# START OF Listed records

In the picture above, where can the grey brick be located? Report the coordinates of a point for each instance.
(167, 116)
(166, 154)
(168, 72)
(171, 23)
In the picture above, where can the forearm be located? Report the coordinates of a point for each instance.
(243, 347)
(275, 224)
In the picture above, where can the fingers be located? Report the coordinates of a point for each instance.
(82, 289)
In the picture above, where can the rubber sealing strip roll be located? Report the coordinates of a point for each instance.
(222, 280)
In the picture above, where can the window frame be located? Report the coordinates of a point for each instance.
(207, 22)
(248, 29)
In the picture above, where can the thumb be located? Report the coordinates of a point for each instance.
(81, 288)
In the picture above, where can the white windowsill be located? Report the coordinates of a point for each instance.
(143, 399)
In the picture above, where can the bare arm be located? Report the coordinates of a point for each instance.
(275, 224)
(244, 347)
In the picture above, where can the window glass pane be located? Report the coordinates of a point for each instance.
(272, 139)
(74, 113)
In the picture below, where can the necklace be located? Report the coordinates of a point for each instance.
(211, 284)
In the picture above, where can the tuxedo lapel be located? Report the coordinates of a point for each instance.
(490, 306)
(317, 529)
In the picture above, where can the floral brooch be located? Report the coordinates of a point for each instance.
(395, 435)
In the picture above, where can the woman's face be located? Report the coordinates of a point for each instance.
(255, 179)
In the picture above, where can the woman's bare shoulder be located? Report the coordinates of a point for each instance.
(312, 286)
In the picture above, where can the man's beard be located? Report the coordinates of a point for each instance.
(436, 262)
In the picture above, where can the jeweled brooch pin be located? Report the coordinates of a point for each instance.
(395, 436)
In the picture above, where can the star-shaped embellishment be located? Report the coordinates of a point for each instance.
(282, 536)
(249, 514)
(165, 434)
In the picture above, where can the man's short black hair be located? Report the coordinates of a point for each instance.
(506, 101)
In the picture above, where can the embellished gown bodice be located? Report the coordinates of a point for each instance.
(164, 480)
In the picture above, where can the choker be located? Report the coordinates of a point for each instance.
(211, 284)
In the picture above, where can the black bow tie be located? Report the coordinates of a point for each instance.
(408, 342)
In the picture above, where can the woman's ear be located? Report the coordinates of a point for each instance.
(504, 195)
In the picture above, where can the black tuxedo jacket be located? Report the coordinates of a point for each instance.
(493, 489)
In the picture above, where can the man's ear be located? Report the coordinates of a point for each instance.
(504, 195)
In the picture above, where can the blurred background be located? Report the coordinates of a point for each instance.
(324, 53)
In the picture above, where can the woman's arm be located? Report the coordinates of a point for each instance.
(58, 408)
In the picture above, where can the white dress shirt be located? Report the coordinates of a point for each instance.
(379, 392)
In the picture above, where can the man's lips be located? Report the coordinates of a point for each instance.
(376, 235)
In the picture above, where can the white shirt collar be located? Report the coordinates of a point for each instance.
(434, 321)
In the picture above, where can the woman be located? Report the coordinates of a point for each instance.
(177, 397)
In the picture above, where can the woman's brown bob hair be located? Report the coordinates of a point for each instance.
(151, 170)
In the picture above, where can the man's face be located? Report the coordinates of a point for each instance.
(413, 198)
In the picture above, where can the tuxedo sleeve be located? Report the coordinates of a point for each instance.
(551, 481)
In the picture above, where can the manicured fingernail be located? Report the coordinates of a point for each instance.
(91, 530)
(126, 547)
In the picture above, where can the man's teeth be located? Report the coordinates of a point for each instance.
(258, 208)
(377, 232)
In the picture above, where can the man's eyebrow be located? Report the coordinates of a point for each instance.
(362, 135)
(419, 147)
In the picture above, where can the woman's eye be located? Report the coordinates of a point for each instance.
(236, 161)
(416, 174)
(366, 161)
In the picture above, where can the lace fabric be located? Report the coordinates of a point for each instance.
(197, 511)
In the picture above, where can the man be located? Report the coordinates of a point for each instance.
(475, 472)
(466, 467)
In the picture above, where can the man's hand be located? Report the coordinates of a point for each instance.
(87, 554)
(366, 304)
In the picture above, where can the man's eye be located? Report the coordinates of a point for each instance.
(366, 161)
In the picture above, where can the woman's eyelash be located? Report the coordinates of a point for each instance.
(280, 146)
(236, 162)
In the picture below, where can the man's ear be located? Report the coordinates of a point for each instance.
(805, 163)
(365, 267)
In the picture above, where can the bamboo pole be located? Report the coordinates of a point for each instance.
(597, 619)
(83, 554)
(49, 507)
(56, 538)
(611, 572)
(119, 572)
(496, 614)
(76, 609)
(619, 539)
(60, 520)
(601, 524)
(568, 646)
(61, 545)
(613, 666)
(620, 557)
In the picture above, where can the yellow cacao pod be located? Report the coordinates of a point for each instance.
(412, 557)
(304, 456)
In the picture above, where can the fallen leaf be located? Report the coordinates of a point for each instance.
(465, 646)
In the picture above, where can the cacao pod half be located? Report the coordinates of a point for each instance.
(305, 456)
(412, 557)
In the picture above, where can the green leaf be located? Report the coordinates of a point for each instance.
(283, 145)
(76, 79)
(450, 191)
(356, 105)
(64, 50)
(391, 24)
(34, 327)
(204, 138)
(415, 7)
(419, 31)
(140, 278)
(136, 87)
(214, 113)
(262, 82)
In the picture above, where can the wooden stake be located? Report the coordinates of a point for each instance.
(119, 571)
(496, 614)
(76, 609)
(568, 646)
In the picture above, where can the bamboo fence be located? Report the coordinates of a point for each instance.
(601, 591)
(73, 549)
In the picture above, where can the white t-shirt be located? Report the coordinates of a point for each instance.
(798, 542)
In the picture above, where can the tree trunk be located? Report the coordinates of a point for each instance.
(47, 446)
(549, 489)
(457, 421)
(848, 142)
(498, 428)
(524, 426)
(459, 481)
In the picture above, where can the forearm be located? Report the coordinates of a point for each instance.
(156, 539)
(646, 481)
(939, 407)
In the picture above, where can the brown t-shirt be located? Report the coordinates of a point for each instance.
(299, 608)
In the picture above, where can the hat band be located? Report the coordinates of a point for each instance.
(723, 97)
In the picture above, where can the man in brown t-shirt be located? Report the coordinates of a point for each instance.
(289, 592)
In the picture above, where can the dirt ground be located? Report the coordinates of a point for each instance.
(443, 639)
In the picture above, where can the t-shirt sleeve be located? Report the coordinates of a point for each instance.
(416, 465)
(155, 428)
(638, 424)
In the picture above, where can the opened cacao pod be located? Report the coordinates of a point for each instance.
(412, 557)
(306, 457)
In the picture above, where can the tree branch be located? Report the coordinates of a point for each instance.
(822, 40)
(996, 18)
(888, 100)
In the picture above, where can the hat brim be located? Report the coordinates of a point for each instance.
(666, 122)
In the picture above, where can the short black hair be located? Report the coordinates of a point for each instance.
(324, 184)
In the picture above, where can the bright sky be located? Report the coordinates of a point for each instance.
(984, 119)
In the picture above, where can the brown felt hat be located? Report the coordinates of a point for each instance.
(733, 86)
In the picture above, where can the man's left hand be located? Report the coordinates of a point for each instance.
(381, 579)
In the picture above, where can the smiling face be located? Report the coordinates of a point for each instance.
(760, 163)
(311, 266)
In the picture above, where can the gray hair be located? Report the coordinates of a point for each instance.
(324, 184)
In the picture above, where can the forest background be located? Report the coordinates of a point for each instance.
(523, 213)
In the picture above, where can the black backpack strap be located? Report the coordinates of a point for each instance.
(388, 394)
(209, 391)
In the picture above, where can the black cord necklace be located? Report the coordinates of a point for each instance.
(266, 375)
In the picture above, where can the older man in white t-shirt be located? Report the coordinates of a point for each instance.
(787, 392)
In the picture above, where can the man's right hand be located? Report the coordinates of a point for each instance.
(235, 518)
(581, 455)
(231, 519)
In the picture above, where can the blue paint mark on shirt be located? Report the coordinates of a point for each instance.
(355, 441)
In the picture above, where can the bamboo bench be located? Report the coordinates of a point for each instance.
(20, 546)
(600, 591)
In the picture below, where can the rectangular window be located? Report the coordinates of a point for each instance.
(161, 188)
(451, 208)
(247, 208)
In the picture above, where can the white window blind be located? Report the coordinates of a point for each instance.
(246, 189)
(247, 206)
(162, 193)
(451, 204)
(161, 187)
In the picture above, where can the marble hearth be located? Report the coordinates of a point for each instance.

# END OF Listed records

### Objective
Beginning at the line that holds "In the picture above, where can the smiling", reproduce each line of the records above down to and including the last one.

### Exercise answer
In the picture above, where can the smiling face be located? Report the coordinates of a point for each instance.
(760, 163)
(311, 266)
In the picture above, where can the gray hair be located? Report the coordinates of a point for each instance.
(324, 184)
In the picture above, where can the forest background be located? Report the coordinates of a point for each instance.
(523, 213)
In the picture above, where can the black backpack strap be located? Report the coordinates of a point for each instance.
(388, 394)
(209, 391)
In the picture above, where can the black cord necklace be located? Report the coordinates of a point for each instance.
(266, 375)
In the picture above, where can the older man in white t-shirt be located? Report the coordinates of a point for each instance.
(787, 392)
In the picture above, where can the man's right hand be located? Report the coordinates of a point for each instance.
(235, 518)
(581, 455)
(231, 519)
In the picture above, where can the blue paint mark on shirt be located? Report the coordinates of a point for each instance.
(355, 441)
In the picture above, where can the bamboo bench be located? Report the coordinates of a point for each instance.
(20, 546)
(600, 591)
In the picture below, where can the rectangular window be located? Report the coordinates of a point for each instance.
(161, 188)
(451, 208)
(247, 208)
In the picture above, where can the white window blind be located? Report the coordinates of a point for each instance.
(246, 189)
(247, 206)
(162, 193)
(451, 204)
(161, 187)
In the picture above, where can the marble hearth be located? Report the coordinates of a point for each instance.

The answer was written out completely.